The Supreme Court’s Blindness to Gender Violence

The Supreme Court continues its pushback on women’s rights with the cases Counterman and Rahimi.

Rep. Ayanna Pressley (D-Mass.) announces a joint resolution to affirm the ratification of the Equal Rights Amendment on Jan. 31, 2023 in Washington, D.C. In April, she also filed a discharge petition, which seeks to compel the House of Representatives to vote on H.J. Res. 25 to remove the arbitrary deadline for ratification. (Drew Angerer / Getty Images)

If you thought the Supreme Court’s decision overturning Roe v. Wade was the end of the Court’s war on women, think again. Now gender violence laws are under attack. Case in point: last term’s decision in Counterman v. Colorado striking down a stalking conviction as unconstitutional. This upcoming term, the Court is poised to deal another blow to domestic violence laws, in a case about guns: United States v. Rahimi.

Though the Court drapes its opinions in the language of liberalism—of free speech and rights—the result is the same: The Constitution somehow becomes the enemy of popular laws devised to protect women. The only way to push back against these Court rulings is for Congress to take the steps necessary to affirm the Equal Rights Amendment.

The petitioner in Counterman, Billy Raymond Counterman, sent at least hundreds of Facebook messages to C.W., a local musician in Denver whom he had never met. Some of the messages were deemed “prosaic” by the Court, like when he wrote, “Good Morning Sweetheart.”

Then there were messages showing Counterman was surveilling C.W.: “Was that you in the white Jeep?” and “A fine display with your partner.”

[Data records]
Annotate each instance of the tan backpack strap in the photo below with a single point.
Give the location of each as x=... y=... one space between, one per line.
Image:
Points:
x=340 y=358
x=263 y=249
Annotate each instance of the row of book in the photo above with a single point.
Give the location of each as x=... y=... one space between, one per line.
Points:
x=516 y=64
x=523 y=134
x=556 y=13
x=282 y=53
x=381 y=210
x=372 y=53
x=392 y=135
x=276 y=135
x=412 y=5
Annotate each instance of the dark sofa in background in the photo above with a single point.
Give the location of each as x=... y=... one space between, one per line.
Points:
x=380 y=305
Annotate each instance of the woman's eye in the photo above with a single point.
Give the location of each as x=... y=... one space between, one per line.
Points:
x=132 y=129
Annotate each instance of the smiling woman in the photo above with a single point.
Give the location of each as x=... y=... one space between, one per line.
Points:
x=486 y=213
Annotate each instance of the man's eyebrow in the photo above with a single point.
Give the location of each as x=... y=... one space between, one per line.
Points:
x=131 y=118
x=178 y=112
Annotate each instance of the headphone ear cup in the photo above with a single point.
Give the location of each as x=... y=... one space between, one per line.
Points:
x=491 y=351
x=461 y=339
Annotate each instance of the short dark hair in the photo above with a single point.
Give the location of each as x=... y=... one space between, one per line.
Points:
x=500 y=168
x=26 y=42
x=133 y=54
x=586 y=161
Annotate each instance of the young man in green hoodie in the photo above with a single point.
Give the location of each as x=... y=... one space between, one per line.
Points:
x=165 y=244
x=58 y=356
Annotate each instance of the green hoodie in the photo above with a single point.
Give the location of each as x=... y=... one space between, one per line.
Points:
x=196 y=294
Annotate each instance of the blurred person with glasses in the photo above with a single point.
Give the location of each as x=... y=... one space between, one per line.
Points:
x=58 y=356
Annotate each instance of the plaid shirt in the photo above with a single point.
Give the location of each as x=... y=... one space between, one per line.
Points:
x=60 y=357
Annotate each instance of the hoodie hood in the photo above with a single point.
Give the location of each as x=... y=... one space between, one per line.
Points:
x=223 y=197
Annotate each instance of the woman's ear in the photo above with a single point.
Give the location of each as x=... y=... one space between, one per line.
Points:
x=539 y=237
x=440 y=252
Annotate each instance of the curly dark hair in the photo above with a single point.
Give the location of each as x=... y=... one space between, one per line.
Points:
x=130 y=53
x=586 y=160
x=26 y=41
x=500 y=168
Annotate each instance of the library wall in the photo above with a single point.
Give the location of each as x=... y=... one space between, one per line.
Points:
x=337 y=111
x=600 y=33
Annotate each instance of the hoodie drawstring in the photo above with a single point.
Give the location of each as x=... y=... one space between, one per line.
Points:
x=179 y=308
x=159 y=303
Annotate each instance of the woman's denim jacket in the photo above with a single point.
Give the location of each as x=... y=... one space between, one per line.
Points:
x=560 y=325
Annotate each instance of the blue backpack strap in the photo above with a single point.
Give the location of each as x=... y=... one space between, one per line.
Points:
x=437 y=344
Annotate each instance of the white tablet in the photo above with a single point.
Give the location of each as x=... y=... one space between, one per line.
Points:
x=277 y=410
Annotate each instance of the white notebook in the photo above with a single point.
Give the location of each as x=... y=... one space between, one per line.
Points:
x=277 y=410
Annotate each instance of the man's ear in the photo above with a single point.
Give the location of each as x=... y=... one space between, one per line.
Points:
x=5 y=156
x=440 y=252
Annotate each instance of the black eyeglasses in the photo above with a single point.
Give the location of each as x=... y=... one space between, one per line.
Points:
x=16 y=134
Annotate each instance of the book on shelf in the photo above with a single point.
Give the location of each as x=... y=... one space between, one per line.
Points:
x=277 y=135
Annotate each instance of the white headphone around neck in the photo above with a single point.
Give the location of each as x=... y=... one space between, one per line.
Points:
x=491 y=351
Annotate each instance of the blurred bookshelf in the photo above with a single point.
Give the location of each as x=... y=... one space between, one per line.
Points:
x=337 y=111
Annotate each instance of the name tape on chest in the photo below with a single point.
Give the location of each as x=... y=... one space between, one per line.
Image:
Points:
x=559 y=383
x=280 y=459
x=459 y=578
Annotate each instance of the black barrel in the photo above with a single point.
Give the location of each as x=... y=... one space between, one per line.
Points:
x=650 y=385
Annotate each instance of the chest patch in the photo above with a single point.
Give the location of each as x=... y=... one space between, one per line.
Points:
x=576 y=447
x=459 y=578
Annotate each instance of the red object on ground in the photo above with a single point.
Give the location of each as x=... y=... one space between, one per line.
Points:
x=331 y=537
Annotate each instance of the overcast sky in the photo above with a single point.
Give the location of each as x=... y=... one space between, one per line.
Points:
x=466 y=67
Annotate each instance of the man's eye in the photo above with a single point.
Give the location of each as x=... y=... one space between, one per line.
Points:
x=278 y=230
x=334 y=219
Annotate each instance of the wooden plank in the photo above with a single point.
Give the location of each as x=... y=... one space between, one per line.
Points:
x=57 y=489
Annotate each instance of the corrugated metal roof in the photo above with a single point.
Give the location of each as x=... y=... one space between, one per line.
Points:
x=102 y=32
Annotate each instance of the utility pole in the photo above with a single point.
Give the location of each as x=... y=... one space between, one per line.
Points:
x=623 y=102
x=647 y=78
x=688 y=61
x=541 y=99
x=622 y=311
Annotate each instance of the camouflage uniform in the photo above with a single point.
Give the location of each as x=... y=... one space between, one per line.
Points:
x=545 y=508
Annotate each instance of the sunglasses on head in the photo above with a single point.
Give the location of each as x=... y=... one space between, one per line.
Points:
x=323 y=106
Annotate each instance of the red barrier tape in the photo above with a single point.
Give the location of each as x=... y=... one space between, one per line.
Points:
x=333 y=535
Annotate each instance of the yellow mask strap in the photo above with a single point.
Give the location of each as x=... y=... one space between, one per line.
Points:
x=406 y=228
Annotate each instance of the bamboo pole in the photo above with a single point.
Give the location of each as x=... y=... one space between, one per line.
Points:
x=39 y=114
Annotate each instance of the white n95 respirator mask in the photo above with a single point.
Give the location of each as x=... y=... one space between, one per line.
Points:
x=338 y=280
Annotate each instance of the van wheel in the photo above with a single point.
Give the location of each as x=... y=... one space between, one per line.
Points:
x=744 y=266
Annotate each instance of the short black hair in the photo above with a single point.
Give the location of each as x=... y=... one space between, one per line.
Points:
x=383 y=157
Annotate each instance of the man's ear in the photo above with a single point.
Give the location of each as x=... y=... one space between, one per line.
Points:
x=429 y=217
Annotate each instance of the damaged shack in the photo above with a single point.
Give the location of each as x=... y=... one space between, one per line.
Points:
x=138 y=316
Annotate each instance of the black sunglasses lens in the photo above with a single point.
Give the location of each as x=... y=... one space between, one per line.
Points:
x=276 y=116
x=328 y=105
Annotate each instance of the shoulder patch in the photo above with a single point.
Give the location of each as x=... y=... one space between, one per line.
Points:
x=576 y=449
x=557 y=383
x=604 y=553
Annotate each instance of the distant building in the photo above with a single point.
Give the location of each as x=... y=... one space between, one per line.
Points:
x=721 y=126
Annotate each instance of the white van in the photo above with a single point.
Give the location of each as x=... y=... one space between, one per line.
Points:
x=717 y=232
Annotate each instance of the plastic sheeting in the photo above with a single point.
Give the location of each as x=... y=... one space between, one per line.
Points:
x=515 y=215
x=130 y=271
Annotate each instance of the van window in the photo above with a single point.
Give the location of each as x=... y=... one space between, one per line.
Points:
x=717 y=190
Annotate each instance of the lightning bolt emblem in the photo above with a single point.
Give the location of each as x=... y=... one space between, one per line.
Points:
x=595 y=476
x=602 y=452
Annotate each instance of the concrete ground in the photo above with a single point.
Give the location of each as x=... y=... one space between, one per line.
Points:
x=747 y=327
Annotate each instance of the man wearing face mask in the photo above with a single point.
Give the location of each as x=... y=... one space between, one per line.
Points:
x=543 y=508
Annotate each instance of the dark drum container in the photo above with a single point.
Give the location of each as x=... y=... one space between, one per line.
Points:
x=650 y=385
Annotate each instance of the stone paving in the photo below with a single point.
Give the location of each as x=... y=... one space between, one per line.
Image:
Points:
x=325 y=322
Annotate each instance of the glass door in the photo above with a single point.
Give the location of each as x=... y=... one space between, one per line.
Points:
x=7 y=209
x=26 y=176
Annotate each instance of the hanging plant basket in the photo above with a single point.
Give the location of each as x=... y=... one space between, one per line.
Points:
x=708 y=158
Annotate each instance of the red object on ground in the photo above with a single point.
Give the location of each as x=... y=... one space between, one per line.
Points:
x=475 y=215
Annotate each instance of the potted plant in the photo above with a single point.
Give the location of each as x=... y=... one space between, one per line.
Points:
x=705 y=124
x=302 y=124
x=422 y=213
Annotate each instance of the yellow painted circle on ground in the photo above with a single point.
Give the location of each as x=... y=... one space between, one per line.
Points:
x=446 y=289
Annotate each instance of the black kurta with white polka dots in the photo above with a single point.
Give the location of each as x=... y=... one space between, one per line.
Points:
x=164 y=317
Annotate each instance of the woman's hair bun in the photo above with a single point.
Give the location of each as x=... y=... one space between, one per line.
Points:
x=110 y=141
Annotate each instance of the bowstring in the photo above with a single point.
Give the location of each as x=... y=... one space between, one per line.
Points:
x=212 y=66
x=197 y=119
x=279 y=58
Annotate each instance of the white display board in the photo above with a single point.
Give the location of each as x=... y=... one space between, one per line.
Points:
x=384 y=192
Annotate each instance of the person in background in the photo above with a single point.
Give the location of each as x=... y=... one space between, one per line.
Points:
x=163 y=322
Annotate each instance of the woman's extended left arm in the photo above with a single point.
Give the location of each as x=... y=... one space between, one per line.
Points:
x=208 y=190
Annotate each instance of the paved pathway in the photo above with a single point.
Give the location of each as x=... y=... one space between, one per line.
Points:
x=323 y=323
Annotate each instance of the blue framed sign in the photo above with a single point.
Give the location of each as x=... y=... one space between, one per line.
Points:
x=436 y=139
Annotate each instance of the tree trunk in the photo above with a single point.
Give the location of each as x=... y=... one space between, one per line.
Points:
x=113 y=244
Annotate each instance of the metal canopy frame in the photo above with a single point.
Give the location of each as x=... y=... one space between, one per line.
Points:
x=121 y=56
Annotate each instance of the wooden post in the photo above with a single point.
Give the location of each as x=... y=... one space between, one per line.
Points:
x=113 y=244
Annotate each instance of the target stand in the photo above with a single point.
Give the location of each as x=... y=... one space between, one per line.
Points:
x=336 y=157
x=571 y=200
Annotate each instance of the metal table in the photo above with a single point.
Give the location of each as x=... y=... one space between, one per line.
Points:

**Stated goal A**
In the article on the Supreme Court and gender violence, repeat the wording that starts with "If you thought" and goes on through "Equal Rights Amendment.".
**Stated goal B**
Condense the paragraph of the Supreme Court article that opens "If you thought the Supreme Court’s decision" into a short bulleted list that keeps its main facts.
**Stated goal C**
Carry the article on the Supreme Court’s rulings on gender violence further, picking up after its final sentence.

**Result A**
If you thought the Supreme Court’s decision overturning Roe v. Wade was the end of the Court’s war on women, think again. Now gender violence laws are under attack. Case in point: last term’s decision in Counterman v. Colorado striking down a stalking conviction as unconstitutional. This upcoming term, the Court is poised to deal another blow to domestic violence laws, in a case about guns: United States v. Rahimi.

Though the Court drapes its opinions in the language of liberalism—of free speech and rights—the result is the same: The Constitution somehow becomes the enemy of popular laws devised to protect women. The only way to push back against these Court rulings is for Congress to take the steps necessary to affirm the Equal Rights Amendment.

**Result B**
- Overturning Roe v. Wade was not the end of the Court’s war on women; gender violence laws are now under attack.
- Last term, Counterman v. Colorado struck down a stalking conviction as unconstitutional.
- This upcoming term, the Court is poised to deal another blow to domestic violence laws in United States v. Rahimi, a case about guns.

**Result C**
And then there were the death threats: “Fuck off permanently”; “Staying in cyber life is going to kill you”; and “You’re not being good for human relations. Die.”

Not surprisingly, a Colorado jury convicted Counterman of stalking.

But the Supreme Court reversed Counterman’s conviction based on the First Amendment. Traditionally, the First Amendment has had an exception for “true threats.” Many laws criminalize threats: Threaten the president, for example, and that is a federal felony. No one thinks those laws violate the First Amendment. Most of our laws against hate crimes, along with civil rights laws, employ the legal standard of true threats (for instance, a white supremacist saying, “We will kill you if you vote”). Yet the Supreme Court found Colorado’s stalking law unconstitutional because it would “chill” speech.

Though the Court drapes its opinions in the language of liberalism—of free speech and rights—the result is the same: The Constitution somehow becomes the enemy of popular laws devised to protect women.

A March for our Lives demonstration against gun violence in Washington, D.C., on March 24, 2018. (Emilee McGovern / SOPA Images / LightRocket via Getty Images)

A reasonable observer might ask, “Don’t we want to chill threatening speech? Why would the Court protect stalking? Didn’t Counterman abuse his right of speech?”

Unfortunately, the use of the First Amendment to undermine protections for women (and potentially everybody else) is old news. When sexual harassment first emerged, it was considered a trivial matter of “he said, she said” (remember Anita Hill’s treatment in the Clarence Thomas Supreme Court confirmation hearings).

When the Violence Against Women Act was first proposed, the American Civil Liberties Union opposed it, again based on speech (I know, I was there). As many legal scholars now recognize, the First Amendment has become a sword, not a shield—insulating harm, not shielding dissent.

In a partial dissent in Counterman, Justice Sonia Sotomayor explained that stalking is by definition patterned conduct, like domestic violence; each individual instance alone may seem trivial, but when put together they can terrorize. What Sotomayor should have added is that the Supreme Court has been trivializing violence against women for 20 years.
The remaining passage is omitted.